» TÂCHE: Reprenez le texte de lecture de « 10e participation au » à « titillé ma curiosité. », en remplaçant « blogs » par « forums ».

» TEXTE DE LECTURE:
________________

10e participation au Mois Américain 2015
J'avais beaucoup aimé ce roman aussi, et regretté qu'on ne le voie pas plus sur les blogs. Grâce à ce très bon billet, cela devait être réparé ! 😉
@ Kathel : c'est vrai qu'on a peu parlé de ce livre, et c'est bien dommage…merci pour ton commentaire 🙂
Je n'en ai jamais entendu parler ! j'avais beaucoup aimé un film mais le titre m'échappe qui traitait de ce sujet. je le note de suite !
Je l'avais commencé et je n'ai jamais pu aller jusqu'au bout. Je trouvais ça long et ennuyant. Pas pour moi.
Je n'en avais jamais entendu parlé, effectivement le sujet et le contexte sont originaux. Merci d'en avoir parlé !
Comme Gab, je n'ai pas pu aller jusqu'au bout. Pas pour moi non plus. Ça arrive!
ça m'intrigue beaucoup. Entre ton avis très positif et ces commentaires disant qu'ils l'ont abandonné en route, il y a de quoi titillé ma curiosité.
@ Jérôme : de quel côté vas-tu pencher? mystère 🙂
@Marie-Claude : ah ça m'étonne, j'aurais pensé qu'il t'aurait plu
@Titine : merci à toi pour l'organisation du Mois Américain, qui m'a motivée à le lire!
@Gabriel : ah zut! 🙁
@Electra : si tu retrouves le titre du film, ça m'intéresse
Je n'en avais pas du tout entendu parler, mais ton billet me donne envie de le découvrir. Merci pour la découverte !
Lu il y a plus de deux ans et j'en garde un très bon souvenir. Je l'avais beaucoup aimé. Le sentiment d'un livre qui vous enveloppe, vous tient chaud, vous protège.

________________

» DONNÉES EXTRAITES:

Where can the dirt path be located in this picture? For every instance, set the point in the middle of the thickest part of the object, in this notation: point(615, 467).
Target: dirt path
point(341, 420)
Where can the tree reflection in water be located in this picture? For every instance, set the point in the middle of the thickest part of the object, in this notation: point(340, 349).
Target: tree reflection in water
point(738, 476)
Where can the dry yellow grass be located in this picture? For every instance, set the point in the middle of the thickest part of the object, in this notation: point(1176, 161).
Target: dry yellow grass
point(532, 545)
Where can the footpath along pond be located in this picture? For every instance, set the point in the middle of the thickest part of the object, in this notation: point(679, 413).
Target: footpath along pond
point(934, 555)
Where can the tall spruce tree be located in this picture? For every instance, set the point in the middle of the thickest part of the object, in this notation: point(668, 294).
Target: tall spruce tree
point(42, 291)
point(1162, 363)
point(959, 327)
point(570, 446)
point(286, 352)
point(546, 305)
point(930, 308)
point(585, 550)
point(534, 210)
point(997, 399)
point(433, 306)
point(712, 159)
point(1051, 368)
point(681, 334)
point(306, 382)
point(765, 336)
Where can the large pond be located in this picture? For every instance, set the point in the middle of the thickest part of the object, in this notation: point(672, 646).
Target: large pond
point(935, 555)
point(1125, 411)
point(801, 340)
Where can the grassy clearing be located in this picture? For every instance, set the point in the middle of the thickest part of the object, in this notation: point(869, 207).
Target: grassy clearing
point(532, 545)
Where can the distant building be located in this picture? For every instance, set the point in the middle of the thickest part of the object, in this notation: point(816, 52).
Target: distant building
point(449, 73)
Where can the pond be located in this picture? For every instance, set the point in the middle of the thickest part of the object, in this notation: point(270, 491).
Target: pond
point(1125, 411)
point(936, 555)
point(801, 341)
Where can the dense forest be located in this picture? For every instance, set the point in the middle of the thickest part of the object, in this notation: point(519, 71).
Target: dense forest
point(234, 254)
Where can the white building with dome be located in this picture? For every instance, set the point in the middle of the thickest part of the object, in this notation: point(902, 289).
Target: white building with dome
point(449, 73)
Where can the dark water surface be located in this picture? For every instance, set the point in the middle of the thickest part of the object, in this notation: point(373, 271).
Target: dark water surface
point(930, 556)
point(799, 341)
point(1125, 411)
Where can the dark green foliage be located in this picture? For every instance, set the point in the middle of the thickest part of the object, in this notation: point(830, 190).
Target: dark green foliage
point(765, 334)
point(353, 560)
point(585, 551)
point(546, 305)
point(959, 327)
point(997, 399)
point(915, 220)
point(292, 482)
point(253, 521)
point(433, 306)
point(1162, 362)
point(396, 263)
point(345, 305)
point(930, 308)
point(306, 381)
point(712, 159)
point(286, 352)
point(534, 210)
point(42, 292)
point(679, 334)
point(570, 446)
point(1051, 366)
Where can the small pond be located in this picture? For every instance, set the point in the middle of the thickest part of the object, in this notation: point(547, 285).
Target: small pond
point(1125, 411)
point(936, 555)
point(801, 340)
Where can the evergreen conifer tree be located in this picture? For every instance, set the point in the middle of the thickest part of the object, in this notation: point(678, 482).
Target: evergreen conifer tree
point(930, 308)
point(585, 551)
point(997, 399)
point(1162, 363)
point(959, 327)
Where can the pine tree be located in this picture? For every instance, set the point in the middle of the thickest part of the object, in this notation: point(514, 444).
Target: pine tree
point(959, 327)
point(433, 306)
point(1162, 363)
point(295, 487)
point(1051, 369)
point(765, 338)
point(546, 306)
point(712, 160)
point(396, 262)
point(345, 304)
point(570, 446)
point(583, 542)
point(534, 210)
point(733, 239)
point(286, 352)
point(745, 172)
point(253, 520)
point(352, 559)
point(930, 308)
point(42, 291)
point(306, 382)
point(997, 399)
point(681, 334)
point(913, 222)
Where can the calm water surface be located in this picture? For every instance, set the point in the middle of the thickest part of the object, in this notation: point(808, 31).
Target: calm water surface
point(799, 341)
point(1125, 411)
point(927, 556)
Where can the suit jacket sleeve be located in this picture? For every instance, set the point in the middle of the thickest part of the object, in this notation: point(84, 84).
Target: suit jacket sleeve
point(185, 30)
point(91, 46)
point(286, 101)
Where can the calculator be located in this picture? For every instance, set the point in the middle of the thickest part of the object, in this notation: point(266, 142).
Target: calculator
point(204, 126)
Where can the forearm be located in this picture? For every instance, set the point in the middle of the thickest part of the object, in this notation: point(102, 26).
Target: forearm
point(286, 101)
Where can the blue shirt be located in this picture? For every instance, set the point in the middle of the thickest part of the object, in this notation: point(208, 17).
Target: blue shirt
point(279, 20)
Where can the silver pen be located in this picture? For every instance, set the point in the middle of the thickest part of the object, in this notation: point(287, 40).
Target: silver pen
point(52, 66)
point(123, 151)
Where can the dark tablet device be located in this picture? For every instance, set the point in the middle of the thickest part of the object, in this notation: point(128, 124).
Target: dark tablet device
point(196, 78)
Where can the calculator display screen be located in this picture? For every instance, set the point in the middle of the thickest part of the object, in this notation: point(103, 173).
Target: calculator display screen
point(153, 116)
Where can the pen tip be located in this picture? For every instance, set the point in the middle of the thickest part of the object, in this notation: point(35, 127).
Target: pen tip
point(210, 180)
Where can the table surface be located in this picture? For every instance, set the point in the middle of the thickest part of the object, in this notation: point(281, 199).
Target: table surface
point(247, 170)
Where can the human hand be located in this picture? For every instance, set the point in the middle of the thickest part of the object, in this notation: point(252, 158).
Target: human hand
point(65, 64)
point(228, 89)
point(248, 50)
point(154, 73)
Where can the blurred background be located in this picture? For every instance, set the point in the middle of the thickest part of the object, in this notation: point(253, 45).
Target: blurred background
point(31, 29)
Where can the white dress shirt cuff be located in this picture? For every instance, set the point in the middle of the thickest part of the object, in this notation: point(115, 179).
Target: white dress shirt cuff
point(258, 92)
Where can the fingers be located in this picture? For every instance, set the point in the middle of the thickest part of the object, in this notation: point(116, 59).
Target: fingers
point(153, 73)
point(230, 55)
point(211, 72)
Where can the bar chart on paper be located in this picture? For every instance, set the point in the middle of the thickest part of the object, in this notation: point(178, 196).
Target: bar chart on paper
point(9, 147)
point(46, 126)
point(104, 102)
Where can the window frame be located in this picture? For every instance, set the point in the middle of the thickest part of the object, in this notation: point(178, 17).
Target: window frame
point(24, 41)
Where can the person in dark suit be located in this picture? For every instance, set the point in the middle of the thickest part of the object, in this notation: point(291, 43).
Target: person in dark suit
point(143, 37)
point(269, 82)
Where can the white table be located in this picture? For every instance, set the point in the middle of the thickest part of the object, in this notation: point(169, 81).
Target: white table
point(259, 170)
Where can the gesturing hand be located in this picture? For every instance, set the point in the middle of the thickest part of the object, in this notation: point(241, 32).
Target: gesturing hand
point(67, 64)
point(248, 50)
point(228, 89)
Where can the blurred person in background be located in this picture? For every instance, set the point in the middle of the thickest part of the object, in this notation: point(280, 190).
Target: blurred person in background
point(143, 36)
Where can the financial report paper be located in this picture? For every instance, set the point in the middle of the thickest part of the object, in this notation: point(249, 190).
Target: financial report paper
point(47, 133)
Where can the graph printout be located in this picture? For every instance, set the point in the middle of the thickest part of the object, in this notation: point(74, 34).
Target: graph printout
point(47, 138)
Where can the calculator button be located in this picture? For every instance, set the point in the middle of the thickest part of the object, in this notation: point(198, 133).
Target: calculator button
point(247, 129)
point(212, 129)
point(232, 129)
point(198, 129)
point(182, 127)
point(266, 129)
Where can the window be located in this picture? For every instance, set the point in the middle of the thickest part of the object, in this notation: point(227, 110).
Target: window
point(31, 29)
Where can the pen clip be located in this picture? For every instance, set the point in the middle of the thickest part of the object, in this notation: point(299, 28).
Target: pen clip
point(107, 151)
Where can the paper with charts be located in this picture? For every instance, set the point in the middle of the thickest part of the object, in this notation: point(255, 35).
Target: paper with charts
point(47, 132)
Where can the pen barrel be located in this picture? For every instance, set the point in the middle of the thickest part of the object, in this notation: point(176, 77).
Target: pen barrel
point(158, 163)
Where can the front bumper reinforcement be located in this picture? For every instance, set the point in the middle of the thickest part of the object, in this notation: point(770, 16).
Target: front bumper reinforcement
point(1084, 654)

________________

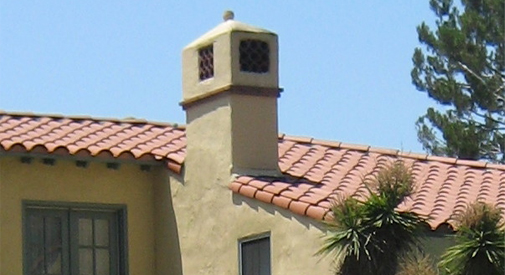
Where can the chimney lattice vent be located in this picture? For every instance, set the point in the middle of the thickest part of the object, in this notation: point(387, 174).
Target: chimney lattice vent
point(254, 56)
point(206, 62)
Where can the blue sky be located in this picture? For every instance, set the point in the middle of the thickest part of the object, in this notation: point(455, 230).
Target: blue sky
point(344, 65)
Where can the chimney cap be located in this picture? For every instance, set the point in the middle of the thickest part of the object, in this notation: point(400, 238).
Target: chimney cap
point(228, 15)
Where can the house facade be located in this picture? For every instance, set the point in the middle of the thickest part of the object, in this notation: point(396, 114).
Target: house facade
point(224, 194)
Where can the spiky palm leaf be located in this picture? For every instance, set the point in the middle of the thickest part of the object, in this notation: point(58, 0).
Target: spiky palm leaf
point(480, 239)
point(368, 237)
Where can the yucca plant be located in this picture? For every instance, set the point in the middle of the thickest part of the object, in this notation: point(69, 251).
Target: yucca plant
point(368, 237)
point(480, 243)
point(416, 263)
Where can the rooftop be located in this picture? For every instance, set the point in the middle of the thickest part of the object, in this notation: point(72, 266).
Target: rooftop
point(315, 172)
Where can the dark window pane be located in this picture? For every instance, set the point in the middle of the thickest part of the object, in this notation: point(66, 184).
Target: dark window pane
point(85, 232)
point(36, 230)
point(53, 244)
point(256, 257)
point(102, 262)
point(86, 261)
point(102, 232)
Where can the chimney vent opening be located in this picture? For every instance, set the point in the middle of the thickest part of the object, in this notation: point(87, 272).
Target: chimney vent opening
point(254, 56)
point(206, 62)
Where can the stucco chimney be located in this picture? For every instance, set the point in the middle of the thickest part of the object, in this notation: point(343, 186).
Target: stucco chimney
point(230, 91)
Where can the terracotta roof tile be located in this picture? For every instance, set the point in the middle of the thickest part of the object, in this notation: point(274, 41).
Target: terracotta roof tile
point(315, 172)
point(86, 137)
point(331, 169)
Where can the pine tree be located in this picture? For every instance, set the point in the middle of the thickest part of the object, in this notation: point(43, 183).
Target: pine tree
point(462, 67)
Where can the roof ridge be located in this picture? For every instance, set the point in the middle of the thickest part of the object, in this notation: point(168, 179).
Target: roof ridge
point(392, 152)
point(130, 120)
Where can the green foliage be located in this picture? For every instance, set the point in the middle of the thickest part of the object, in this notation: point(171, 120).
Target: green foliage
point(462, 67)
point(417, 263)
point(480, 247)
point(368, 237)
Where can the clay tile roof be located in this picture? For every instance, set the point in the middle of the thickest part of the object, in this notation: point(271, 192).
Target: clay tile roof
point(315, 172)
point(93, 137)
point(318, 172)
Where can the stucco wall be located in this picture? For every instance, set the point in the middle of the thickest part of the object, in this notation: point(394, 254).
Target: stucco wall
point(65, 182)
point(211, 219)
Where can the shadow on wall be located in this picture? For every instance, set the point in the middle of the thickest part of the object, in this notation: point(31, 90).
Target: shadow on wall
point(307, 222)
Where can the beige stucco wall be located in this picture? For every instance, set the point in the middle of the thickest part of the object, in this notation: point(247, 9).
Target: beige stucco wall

________________

» RÉPONSE:
10e participation au Mois Américain 2015
J'avais beaucoup aimé ce roman aussi, et regretté qu'on ne le voie pas plus sur les forums. Grâce à ce très bon billet, cela devait être réparé ! 😉
@ Kathel : c'est vrai qu'on a peu parlé de ce livre, et c'est bien dommage…merci pour ton commentaire 🙂
Je n'en ai jamais entendu parler ! j'avais beaucoup aimé un film mais le titre m'échappe qui traitait de ce sujet. je le note de suite !
Je l'avais commencé et je n'ai jamais pu aller jusqu'au bout. Je trouvais ça long et ennuyant. Pas pour moi.
Je n'en avais jamais entendu parlé, effectivement le sujet et le contexte sont originaux. Merci d'en avoir parlé !
Comme Gab, je n'ai pas pu aller jusqu'au bout. Pas pour moi non plus. Ça arrive!
ça m'intrigue beaucoup. Entre ton avis très positif et ces commentaires disant qu'ils l'ont abandonné en route, il y a de quoi titillé ma curiosité.